**課題 1**. 1歳半健診の文章を2文で要約する。
**課題 2**. 1歳半健診の文章のうち、「うっすら「発達障害なのでは…」を含む語句で始まり「家に自家用車はありません)。」で終わる部分を、「電車」を「バス」に置き換えて書き直す。
**課題 3**. 1歳半健診の文章を、途切れたところから引き継いで書いてください。

**本文抜粋**.
1歳半健診で脱走、号泣…検査不能でも「要観察」。「発達障害かも」と言い出せなかったあの日
監修:鈴木直光
筑波こどものこころクリニック院長
1歳半健診を前に「発達障害かもしれない」と感じていた
生まれてすぐに育てづらさを感じていた娘ですが、ついに1歳半健診の通知がやってきました。1歳半を過ぎた娘は、発語は「ママ」「わんわん(数回)」の2つのみ。指差しは出ていません。まだ夜泣きがあり(生まれてからずっと朝までまとめて寝ることはない)、偏食と少食。そして多動がありました。
うっすら「発達障害なのでは……」とその頃には考えていたので、もし指摘された場合はすぐ動こうと思っていました。
健診会場に着くまでに母は疲弊。しかし娘は…
当日、1歳半健診の場所まで密室の公共機関=電車に乗って行かなくてはならないので、そこへたどり着くまででかなり気疲れしていました(わが家に自家用車はありません)。
無事1歳半健診の会場に着き、手続きを終えると、私は下ろしてくれと暴れる娘を抱っこ紐から解放しました。その途端、走り出す娘。そしてまさかの身体測定室に乱入していきました。私は慌てて娘を追いかけて抱っこして部屋から出ようと思いましたが、娘は叫んで暴れます。やっと部屋から出るとその様子を待合室にいる方たちがびっくりした顔で見ていました。私は視線に耐えられず、そそくさと隅っこのソファに座りました。

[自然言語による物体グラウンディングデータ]
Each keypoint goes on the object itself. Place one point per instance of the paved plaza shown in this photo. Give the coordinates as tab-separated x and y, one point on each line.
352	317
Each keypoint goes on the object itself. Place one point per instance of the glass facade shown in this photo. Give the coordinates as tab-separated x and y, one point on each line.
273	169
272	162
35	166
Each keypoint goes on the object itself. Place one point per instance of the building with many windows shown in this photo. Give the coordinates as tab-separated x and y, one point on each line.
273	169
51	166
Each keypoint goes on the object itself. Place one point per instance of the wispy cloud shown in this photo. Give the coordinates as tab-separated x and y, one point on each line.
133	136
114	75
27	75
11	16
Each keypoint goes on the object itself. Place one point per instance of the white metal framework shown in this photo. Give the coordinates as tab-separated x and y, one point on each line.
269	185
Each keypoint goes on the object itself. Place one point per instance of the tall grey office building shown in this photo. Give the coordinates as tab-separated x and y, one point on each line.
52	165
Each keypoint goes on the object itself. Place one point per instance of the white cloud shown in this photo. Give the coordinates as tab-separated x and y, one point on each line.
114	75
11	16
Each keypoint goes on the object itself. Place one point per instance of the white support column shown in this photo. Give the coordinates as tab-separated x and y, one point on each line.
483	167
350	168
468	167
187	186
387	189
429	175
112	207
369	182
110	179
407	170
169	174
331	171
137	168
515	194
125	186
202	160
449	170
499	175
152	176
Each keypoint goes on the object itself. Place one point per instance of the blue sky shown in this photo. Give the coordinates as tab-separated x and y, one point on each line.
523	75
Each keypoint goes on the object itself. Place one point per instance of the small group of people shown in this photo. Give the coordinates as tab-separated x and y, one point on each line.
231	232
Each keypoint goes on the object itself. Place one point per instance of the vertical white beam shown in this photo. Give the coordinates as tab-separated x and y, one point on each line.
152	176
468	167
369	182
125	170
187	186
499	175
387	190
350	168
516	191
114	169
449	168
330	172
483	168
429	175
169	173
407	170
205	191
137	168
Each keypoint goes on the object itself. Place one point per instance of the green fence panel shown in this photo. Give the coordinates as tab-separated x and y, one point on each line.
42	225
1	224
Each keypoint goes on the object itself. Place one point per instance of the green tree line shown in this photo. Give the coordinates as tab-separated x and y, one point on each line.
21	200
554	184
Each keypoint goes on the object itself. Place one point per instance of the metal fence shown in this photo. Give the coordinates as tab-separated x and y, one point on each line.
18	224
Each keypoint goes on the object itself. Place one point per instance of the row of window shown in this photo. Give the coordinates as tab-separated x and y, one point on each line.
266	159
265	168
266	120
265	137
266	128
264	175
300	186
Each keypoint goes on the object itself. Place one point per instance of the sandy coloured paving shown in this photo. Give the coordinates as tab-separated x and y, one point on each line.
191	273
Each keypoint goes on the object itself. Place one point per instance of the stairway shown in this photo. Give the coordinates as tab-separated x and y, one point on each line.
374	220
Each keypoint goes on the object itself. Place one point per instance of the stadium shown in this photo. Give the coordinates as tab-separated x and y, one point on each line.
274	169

...

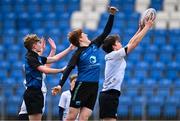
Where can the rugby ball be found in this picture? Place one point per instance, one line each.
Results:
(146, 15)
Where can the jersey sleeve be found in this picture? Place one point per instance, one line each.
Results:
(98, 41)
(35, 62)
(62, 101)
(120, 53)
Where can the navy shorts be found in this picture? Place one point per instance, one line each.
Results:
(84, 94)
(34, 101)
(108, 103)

...

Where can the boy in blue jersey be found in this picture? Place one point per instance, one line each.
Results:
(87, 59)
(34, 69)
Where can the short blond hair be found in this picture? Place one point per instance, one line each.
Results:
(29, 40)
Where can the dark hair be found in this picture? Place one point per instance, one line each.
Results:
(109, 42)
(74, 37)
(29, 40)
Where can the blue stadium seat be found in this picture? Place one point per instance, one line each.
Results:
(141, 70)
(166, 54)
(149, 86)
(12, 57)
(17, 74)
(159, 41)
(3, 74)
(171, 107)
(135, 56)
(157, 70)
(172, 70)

**出力 1**. 1歳半を過ぎた娘は発語が「ママ」「わんわん」の二つだけで指差しもなく、夜泣き、偏食、少食、多動もあったため、筆者は発達障害ではないかと考えていた。健診当日、電車での移動で気疲れしたまま会場に着くと、抱っこ紐から下ろした娘は走り出して身体測定室に乱入し、連れ出そうとすると叫んで暴れた。

**出力 2**.
うっすら「発達障害なのでは……」とその頃には考えていたので、もし指摘された場合はすぐ動こうと思っていました。
健診会場に着くまでに母は疲弊。しかし娘は…
当日、1歳半健診の場所まで密室の公共機関=バスに乗って行かなくてはならないので、そこへたどり着くまででかなり気疲れしていました(わが家に自家用車はありません)。

**出力 3**.
娘をなだめながら、隙あらば走り出す娘を連れ戻し、持参した音が鳴る本や絵本を高速でめくったりして(本の内容には興味ありません)、待ち時間をどうにか過ごしました。
ずっと号泣しっぱなしの娘。保健師さんとの面談はできる?
1歳半健診で1番はじめにしたことは、身体測定です。娘はそこで服を脱がされた瞬間から終わるまで号泣でした……。その後の内科検診、歯科検診も号泣。ほかにも泣いているお子さんはいたので内心「うちだけじゃなかった……」とホッとしたのを覚えています。
最後は保健師さんとの面談です。さっきまで泣いていた娘がちゃんとできるのかドキドキしながら挑みました。まずは積み木を使った検査でしたが、娘は積み木や重ねコップなどのオモチャが大好きだったので、私は「これならできるかも」と期待しました。ですが、娘は保健師さんの指示や見本に従わず、自分のやりたいように積み木を積んだり、手に持って遊んだりしています。
これ以上はできないと悟ったのか、保健師さんは積み木を片づけようとしました。そして娘に「手に持っている積み木をちょうだい」と言いましたが、娘はもちろん手放しません。私は謝りながら娘の手から積み木をもぎ取りました。そこから娘は怒り、保健師さんの声がけも聞かなくなってしまったため、結局ほかの検査はできませんでした。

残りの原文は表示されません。